§ REQUIREMENT: Write the material out again in full, word for word. Do not include the pictures.

§ SUPPLIED ENTRIES:
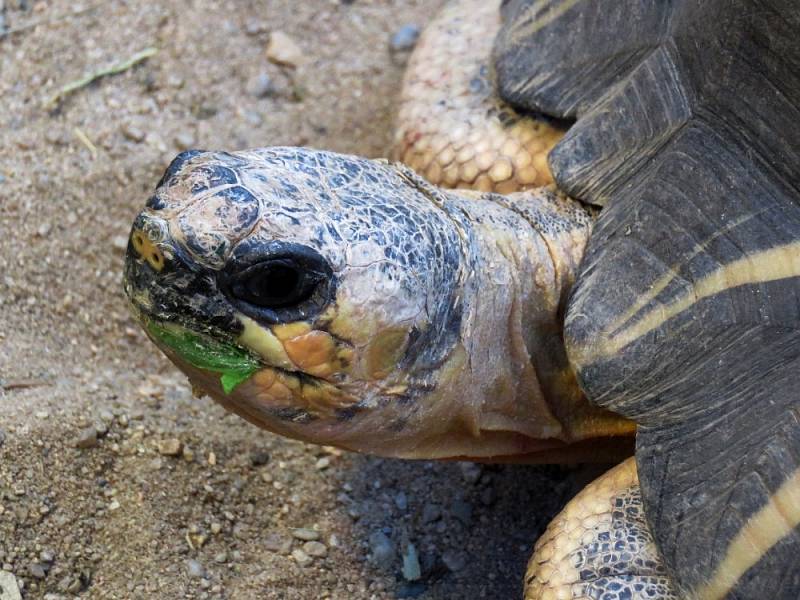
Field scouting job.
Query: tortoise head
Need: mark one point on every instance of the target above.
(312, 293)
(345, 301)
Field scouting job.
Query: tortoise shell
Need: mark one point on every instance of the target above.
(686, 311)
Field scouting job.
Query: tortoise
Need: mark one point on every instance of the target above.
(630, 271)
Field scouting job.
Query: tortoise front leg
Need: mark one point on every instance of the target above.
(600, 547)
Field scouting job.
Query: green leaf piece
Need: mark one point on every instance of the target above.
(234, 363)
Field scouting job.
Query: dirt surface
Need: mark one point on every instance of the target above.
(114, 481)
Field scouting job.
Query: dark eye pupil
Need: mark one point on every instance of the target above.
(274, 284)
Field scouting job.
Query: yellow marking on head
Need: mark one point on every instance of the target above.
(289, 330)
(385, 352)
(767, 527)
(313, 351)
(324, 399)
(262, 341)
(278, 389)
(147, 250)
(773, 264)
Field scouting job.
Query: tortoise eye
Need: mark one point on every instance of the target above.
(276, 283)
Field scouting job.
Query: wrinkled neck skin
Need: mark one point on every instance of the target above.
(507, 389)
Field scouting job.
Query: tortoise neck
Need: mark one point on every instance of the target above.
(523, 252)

§ RESULT:
Field scouting job.
Query: tortoise head
Need: mark one point on every instance of the target above.
(312, 293)
(345, 301)
Field scouting job.
Query: tortoise shell
Need: mark one point on every instance of the target above.
(686, 311)
Field scouting job.
Query: tortoise
Need: mark one point on every instance of the target above.
(630, 271)
Field scouting job.
Query: tortoise front leg
Need: mark one point on every instance of the target above.
(600, 547)
Field scouting job.
Query: green leaf piece
Need: mark one point on every instance of the target above.
(234, 363)
Field scouting job.
Query: dirt surface
Need: mark one point on every instance of the target above.
(114, 481)
Field scouting job.
Query: dark eye pupil
Need: mark one point on every instance of the target above.
(274, 284)
Field scouting job.
Query: yellow marking on head
Need: mark one point on every instance of the target above.
(289, 330)
(385, 352)
(767, 527)
(313, 351)
(324, 399)
(262, 341)
(278, 389)
(147, 250)
(773, 264)
Field scouting job.
Query: tortoise eye
Need: mark one point on every instance of the target above.
(276, 283)
Field scouting job.
Query: wrinkled neck skin
Need: mark one point on every instance of the target above.
(507, 389)
Field scouting job.
Query: tortoise neck
Need: mark one point on every instance of the target above.
(523, 252)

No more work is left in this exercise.